## Short exercise:
Pick up the sermon on thankfulness and giving preschoolers high fives, and keep writing it from after its final sentence.

## Source extract:

The Will To Bear Fruit
THE WILL TO BEAR FRUIT
Often, before I begin preaching, I will give thanks for something that has happened during the past week. But since we are talking about giving thanks today I thought I would begin my sermon with something I am thankful for this week.
This week I am thankful for giving kids high fives. I have not met anyone who doesn’t like a good high five. So let’s take a minute to give each other high fives for getting through our weeks and coming together again on the Lord’s day.
We have a preschool here at the church and I am thankful that it has served generation after generation of families here in Norfolk. It is a monumental task to start something new like a preschool and help it grow and bear fruit, so I am thankful for all of you who many years ago took a step of faith to do what God was calling you to do for our community.
Once a week I get to take part in the fruit of your labors. I get to sit in chapel, and listen to some great teachers, teach our kids about how Jesus’ loves them. Paula, our director of Christian Ministries, was leading chapel this Monday, teaching on the Ten Commandments, and I am thankful for her teaching and service to the church and to the preschool. After chapel I usually go to the entrance of the sanctuary. I get down on one knee and give the kids a high five to encourage them. Because who doesn’t like a high five? I think as adults we are trained to hold back our excitement about high fives. But three year olds don’t really have that problem. They have gotten into the habit of slapping my hand as hard as they possibly can. Perhaps I will bear physical consequences to my hand down the road for enduring so many high fives, but I will still be thankful, because I got to encourage some kids so it will be worth the pain.
One kid in particular got a little too excited on Monday about giving me a high five. As he swung his hand he brought his little jacket along with it. And the zipper of his little jacket swung across my face and struck me in the eye.
“Oww!” I declared in pain and surprise. Indeed, one of the teachers who saw it winced in pain for me. But I high fived that kid and continued on. I was thankful to be there. I wasn’t going to let getting wacked in the eye slow me down. I was there to encourage the kids. So I raised my hand up again to give some more high fives.

## Record excerpts:
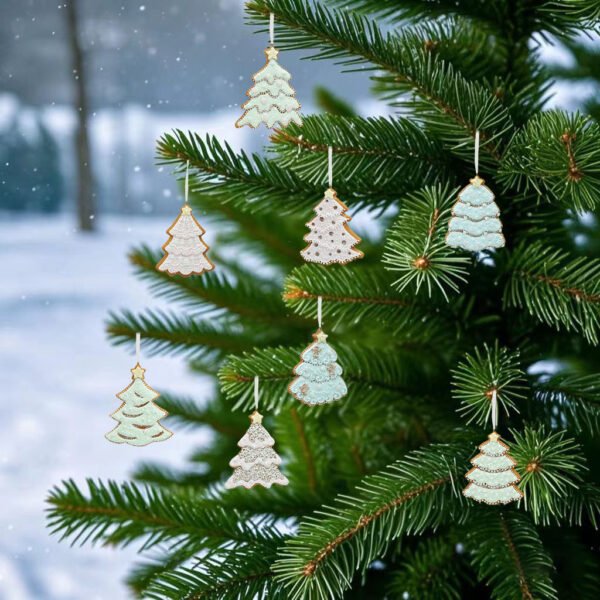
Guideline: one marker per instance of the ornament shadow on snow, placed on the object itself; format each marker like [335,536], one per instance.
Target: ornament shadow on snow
[475,224]
[138,416]
[493,478]
[256,463]
[272,98]
[185,251]
[330,239]
[318,375]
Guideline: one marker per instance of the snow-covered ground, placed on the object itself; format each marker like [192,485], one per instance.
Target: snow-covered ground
[59,376]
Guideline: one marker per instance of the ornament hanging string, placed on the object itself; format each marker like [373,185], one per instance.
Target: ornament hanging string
[272,29]
[138,347]
[256,394]
[494,409]
[187,181]
[319,310]
[477,152]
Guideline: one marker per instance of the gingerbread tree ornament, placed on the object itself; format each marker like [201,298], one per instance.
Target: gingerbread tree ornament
[493,478]
[318,375]
[475,224]
[330,239]
[272,98]
[185,252]
[138,416]
[256,463]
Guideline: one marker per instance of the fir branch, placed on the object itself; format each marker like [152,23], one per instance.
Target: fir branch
[572,401]
[450,104]
[368,152]
[364,294]
[507,553]
[577,565]
[435,570]
[549,464]
[166,333]
[558,156]
[215,294]
[556,288]
[557,17]
[253,184]
[187,412]
[479,374]
[416,248]
[121,513]
[412,495]
[233,574]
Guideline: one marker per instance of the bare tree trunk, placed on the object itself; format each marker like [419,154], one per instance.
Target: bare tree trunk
[85,178]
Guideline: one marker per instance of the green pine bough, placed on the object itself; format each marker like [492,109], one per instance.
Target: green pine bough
[426,335]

## Answer:
But then something I didn’t expect happened. The next three kids, who saw me get accidentally wacked, came up to me and bypassed my outstretched palm, and they gave me a hug. Without me asking for it, without me expecting it, they just spontaneously embraced me because they saw that I was hurting. The tables had turned on me. I became the one who was being encouraged by a bunch of little kids who might still be learning to tie their shoes. Children are not perfect, nor are they always angels. They need to be taught rules like the Ten Commandments, because their impulses need to be structured.
We need rules. We need laws to structure our love. But after we have learned all the rules, after we have read all the books, we still might find ourselves lacking in the simple faith of a child. After all the Bible studies, and ten step plans, we still find that we are missing something. We find that we are not the Christians we feel we should be. We find that Jesus calls us to bear fruit that abides but our fruit is lacking. We struggle with all our might to find the will to bear fruit. But we find our own will power lacking. We live our lives as Christians asking, “what is God’s Will for my life?” We feel like blind Bartimeaus crying out by the side of the road for Jesus to have mercy on us and open our eyes but we don’t know what it sounds like for Him to call us, so we don’t know where to go to get our eyes opened. And we sit by the side of the road begging for scraps when an abundant life in Christ awaits us if we only we knew God’s Will.
But today there is good news.
And the good news is this. Paul tells us today that God’s Will is for us to bear fruit. When we bear fruit we will be filled with the spiritual wisdom and the will of God. This process involves two steps.
Paul tells us in 1 Thessalonians 5:16-18 “Rejoice always, pray without ceasing, give thanks in all circumstances; for this is the will of God in Christ Jesus for you.” At a very basic level we can know God’s general Will for our lives by looking at the scriptures. And the scriptures say that we are to give thanks in all circumstances and we are to pray without ceasing. When we give thanks and pray we shall come to know God better and we will be filled with spiritual wisdom and a knowledge of the particulars of God’s Will for our lives.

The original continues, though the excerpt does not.